STUDY QUESTIONS =
A. According to the excerpt on conventional healthcare supply chain management, what does conventional supply chain management balance on?
B. In the excerpt on conventional healthcare supply chain management, update the passage between "The result of" and "on cash flow.", inclusive, so that "cash flow" reads "working capital".

DOCUMENT SEGMENT =
THE CONVENTIONAL APPROACH
Conventional healthcare supply chain management balances on the accuracy of forecasting. Many problems arise when organizations execute to a forecast. The first problem is risk associated with missing the forecast, which is almost a 100% guaranteed result. If a forecast reads, "we will use 600 orthopedic joints for the month of June," this translates to an order for 600 orthopedic joints from Biomet. But the chances that the hospital will use exactly 600 joints in the month of June are extremely slim: at the end of the month, the hospital will either have excess orthopedic joints or they will have stocked out before the month's end. For this reason, the forecast is almost never correct. It’s much better to plan to a reasonable range.
The result of executing to forecast are:
- Stocking the wrong medicines, which can result in too much of one type of medicine and not enough of another.
- Limited responsiveness to true doctor / patient demand.
- Pressure on cash flow.
- Inventory erosion / spoilage / outdates.
- Inventory is pushed into the system, which results in loss of control.

SOURCE INFORMATION =

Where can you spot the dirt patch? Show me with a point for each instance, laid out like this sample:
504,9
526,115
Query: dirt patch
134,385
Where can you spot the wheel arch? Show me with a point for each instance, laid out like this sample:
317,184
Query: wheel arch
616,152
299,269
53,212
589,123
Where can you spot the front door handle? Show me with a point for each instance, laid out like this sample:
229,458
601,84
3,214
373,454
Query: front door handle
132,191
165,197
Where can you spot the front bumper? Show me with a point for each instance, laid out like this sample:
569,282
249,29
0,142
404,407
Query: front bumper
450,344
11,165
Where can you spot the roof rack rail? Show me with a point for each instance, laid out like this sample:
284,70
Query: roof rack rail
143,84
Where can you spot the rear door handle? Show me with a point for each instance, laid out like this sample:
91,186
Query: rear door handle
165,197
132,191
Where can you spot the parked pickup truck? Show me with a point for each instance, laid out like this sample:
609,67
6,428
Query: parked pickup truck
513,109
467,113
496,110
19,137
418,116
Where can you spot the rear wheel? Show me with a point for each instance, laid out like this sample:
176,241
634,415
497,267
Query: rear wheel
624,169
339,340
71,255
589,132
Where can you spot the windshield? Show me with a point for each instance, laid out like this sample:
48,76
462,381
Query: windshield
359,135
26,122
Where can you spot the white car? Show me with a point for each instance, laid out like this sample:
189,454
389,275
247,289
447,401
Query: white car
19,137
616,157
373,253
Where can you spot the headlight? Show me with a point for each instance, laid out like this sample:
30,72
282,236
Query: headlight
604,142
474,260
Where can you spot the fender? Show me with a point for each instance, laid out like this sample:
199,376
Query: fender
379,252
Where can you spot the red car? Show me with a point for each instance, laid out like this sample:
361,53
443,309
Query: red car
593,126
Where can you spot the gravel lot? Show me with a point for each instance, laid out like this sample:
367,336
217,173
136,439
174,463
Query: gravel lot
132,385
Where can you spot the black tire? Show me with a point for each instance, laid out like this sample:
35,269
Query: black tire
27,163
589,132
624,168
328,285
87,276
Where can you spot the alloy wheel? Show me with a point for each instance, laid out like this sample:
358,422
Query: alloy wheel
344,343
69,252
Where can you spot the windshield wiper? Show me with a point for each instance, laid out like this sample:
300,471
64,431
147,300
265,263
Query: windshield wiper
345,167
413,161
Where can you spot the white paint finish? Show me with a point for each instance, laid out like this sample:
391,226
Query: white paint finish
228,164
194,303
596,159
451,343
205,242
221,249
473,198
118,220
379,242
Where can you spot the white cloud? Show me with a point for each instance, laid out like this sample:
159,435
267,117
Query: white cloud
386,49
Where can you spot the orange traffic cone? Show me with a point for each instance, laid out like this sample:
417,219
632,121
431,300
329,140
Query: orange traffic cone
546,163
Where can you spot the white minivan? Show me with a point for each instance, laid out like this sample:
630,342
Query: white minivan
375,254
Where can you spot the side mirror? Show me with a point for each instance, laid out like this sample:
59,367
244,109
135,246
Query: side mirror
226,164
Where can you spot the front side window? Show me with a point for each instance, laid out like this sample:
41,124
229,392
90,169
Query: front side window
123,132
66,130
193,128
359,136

RESULTS =
A. The accuracy of forecasting.

B.
The result of executing to forecast are:
- Stocking the wrong medicines, which can result in too much of one type of medicine and not enough of another.
- Limited responsiveness to true doctor / patient demand.
- Pressure on working capital.